─── DOCUMENT PASSAGE
By using another function, `spatial_split_points`, user can split the dataset into three groups at once (train, validation, test).

Usually users want to split data into train and test sets, and run the splitting again to get the validation set, but `SRAI` exposes a function to split directly into 3 splits. This function returns a dictionary with splitted data.

In [None]:
splits = spatial_split_points(
    input_gdf=buildings,
    parent_h3_resolution=H3_RESOLUTION,
    geometry_column="centroid",
    target_column=None,
    # Can also be passed as an expected number of points, not only a fraction
    test_size=1000,
    validation_size=500,
    random_state=42,
)

In [None]:
print(splits.keys())

In [None]:
ax = splits["train"].plot(color="royalblue", figsize=(15, 15), label="train", legend=True)
splits["test"].plot(color="orange", ax=ax, label="test", legend=True)
splits["validation"].plot(color="limegreen", ax=ax, label="validation", legend=True)
covering_h3_cells.boundary.plot(color="black", ax=ax, linewidth=0.3)

ax.set_title("Vancouver buildings data - count split into three sets")
ax.legend(
    handles=[Patch(facecolor="royalblue"), Patch(facecolor="orange"), Patch(facecolor="limegreen")],
    labels=["Train", "Test", "Validation"],
)
──────
─── LISTED ENTRIES
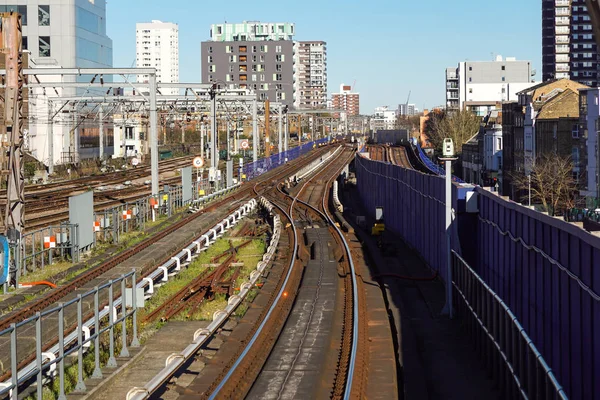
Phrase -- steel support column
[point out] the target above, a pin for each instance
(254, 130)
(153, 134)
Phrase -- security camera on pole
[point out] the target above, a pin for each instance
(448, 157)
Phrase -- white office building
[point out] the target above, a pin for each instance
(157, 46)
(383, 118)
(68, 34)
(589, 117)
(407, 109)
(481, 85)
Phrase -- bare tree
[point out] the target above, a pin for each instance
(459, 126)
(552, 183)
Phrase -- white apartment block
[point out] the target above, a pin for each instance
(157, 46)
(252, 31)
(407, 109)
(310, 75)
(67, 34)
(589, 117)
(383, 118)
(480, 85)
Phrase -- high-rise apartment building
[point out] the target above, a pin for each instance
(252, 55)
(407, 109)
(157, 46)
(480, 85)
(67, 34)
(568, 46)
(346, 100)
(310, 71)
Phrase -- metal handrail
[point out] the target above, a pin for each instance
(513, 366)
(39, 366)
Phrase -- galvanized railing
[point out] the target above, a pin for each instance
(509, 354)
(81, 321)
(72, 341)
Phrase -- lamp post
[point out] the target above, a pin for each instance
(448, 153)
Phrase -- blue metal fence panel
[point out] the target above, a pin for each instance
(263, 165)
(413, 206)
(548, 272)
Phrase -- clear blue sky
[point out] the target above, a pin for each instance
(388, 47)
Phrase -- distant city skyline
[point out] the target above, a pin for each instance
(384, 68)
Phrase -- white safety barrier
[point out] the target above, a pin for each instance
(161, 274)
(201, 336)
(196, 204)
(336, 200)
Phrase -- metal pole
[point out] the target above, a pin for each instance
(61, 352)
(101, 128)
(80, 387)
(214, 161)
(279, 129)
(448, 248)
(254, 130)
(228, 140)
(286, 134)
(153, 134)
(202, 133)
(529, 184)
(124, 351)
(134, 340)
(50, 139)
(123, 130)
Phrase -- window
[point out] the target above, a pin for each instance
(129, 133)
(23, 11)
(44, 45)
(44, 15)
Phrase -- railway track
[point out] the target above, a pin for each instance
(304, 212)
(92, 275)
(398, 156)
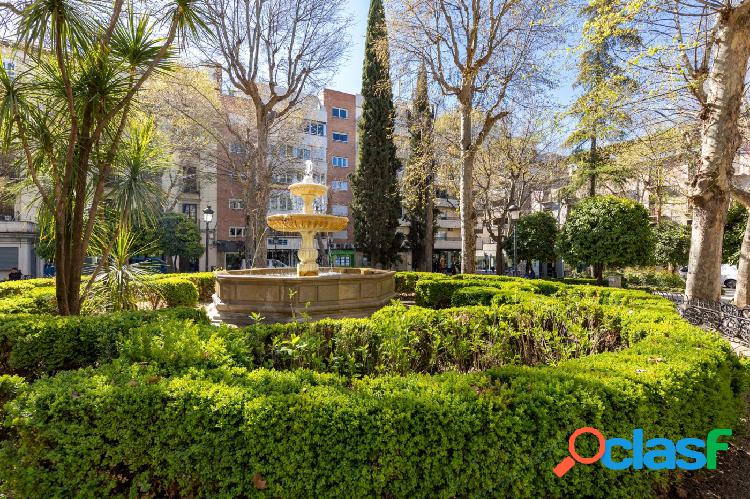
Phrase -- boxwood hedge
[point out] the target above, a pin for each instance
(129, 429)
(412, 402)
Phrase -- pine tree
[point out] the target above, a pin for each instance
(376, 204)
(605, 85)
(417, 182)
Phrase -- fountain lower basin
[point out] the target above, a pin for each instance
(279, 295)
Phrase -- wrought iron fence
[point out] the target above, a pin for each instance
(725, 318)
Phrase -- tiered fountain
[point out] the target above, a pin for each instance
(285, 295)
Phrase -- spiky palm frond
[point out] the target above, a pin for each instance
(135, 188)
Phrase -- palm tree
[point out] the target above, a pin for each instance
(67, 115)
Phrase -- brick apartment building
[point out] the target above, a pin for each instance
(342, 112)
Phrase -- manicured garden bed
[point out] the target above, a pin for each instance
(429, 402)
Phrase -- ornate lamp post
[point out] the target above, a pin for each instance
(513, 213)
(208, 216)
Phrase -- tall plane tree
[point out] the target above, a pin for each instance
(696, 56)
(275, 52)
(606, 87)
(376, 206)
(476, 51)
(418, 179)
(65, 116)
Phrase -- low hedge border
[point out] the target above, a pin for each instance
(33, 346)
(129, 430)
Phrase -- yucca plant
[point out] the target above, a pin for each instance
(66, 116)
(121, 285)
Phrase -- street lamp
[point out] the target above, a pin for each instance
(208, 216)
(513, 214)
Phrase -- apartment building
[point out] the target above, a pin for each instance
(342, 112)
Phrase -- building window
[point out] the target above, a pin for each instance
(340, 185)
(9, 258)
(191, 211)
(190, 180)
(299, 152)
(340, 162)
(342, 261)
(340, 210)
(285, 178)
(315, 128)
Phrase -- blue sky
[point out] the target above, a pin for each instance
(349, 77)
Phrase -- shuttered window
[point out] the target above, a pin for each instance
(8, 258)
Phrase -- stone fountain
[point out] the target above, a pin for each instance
──────
REQUIRED ACTIONS -
1/ Revise the passage on splitting spatial data, starting with "By using another" and going on through "with splitted data.", with "dictionary" replaced by "mapping".
2/ In the passage on splitting spatial data, what color is used to plot the validation set?

FINAL ANSWERS -
1/
By using another function, `spatial_split_points`, user can split the dataset into three groups at once (train, validation, test).

Usually users want to split data into train and test sets, and run the splitting again to get the validation set, but `SRAI` exposes a function to split directly into 3 splits. This function returns a mapping with splitted data.

2/ Limegreen.